• _Work to do_:
Count the lines in the material below. How many contain the string "grass"? Reply with the number only.

>> START Records for this exercise

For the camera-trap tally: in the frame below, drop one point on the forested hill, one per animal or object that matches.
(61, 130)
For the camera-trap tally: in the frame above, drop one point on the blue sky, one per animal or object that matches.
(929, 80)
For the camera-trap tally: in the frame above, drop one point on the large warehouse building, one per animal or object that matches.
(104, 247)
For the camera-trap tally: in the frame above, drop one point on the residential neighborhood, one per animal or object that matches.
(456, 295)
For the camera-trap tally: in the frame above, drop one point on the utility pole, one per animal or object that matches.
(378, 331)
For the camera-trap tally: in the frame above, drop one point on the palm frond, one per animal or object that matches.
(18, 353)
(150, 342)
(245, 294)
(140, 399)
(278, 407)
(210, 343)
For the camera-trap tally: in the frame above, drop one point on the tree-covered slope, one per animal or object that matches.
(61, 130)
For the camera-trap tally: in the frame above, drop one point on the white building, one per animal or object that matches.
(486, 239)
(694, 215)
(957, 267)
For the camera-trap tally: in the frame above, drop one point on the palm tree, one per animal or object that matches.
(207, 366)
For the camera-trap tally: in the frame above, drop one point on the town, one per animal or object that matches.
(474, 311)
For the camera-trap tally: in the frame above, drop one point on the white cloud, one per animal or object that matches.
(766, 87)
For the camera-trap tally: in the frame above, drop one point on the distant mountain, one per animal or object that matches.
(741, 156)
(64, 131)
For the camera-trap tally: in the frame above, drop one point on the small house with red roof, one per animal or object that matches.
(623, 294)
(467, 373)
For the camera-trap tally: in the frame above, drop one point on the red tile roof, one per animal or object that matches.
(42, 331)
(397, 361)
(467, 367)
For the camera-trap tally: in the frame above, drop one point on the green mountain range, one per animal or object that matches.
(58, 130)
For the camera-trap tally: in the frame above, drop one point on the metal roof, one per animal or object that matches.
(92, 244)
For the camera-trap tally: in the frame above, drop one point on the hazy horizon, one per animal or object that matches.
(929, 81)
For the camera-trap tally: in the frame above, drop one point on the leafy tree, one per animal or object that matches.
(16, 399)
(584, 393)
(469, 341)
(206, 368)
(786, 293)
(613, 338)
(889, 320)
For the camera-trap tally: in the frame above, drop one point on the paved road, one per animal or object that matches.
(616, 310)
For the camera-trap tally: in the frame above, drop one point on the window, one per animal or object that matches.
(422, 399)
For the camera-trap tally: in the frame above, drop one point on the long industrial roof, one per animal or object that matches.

>> END Records for this exercise
>> START Records for this exercise

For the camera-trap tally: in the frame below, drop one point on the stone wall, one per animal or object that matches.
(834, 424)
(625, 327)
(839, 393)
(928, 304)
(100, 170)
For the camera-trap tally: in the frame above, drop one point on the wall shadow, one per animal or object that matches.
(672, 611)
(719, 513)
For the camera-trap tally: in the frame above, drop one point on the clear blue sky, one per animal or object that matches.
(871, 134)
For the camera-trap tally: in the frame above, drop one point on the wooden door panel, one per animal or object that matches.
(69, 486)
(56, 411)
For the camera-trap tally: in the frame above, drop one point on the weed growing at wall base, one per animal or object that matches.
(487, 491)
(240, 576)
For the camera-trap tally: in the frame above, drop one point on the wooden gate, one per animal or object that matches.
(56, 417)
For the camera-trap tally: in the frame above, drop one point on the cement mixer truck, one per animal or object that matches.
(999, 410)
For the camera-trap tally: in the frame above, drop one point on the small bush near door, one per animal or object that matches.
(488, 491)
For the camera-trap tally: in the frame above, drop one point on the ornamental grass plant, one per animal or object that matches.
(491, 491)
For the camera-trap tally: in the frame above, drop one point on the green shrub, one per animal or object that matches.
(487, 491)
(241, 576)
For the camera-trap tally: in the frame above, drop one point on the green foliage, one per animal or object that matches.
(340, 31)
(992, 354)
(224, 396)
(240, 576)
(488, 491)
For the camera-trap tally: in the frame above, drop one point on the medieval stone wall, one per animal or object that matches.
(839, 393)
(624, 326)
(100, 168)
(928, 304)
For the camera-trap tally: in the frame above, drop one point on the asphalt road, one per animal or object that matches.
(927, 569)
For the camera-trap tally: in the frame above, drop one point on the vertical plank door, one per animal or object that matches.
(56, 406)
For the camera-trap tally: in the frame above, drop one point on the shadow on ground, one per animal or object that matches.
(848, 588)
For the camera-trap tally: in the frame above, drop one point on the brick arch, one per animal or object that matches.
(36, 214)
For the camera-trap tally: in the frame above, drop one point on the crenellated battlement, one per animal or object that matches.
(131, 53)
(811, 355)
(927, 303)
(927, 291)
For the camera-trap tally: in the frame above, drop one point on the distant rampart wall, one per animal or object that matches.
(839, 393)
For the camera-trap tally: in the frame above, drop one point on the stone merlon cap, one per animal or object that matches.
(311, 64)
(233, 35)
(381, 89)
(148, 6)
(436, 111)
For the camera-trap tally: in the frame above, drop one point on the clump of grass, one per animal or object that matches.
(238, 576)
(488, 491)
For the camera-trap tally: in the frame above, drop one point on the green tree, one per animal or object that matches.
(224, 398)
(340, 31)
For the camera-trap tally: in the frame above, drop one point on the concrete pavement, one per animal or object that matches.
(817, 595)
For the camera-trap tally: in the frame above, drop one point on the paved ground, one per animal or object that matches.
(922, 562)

>> END Records for this exercise

• _Completed exercise_:
2